╔══

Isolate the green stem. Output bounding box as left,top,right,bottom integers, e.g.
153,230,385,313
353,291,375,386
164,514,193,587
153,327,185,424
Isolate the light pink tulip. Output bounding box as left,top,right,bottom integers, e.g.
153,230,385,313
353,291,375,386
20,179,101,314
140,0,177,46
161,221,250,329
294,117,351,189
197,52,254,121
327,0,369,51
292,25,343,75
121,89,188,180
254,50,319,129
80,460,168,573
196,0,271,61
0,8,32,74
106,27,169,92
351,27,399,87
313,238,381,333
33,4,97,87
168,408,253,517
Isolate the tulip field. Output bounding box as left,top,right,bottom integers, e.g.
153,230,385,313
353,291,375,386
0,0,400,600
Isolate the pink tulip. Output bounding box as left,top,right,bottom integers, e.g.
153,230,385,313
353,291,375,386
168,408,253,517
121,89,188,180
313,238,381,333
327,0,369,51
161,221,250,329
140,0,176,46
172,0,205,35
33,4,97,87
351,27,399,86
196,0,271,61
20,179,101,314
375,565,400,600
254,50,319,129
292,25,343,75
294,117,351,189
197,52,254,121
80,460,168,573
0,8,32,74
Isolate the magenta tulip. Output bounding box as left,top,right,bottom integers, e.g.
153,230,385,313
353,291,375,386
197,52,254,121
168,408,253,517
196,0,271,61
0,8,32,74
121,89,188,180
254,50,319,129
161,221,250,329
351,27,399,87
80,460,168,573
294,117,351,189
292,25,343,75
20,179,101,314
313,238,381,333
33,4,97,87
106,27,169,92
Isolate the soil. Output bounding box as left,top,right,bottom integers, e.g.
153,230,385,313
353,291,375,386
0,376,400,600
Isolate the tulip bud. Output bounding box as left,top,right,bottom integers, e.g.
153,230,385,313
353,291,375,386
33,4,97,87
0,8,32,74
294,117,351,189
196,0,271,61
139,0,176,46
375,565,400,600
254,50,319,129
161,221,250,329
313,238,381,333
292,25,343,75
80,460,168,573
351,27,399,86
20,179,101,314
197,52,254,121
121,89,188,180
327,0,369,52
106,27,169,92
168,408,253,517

╚══

■ SHORT PROBLEM:
Copy out verbatim everything in the records above, from the line containing "Isolate the magenta" down to the line containing "0,376,400,600", including both of those lines.

■ COMPLETE RESPONSE:
Isolate the magenta tulip. Output bounding box as left,top,right,bottom integers, e.g.
153,230,385,313
353,291,375,386
197,52,254,121
168,408,253,517
196,0,271,61
0,8,32,74
121,89,188,180
254,50,319,129
161,221,250,329
351,27,399,87
80,460,168,573
294,117,351,189
292,25,343,75
20,179,101,314
313,238,381,333
33,4,97,87
106,27,169,92
Isolate the soil. Output bounding box as left,top,right,bottom integers, e.g.
153,230,385,313
353,291,375,386
0,376,400,600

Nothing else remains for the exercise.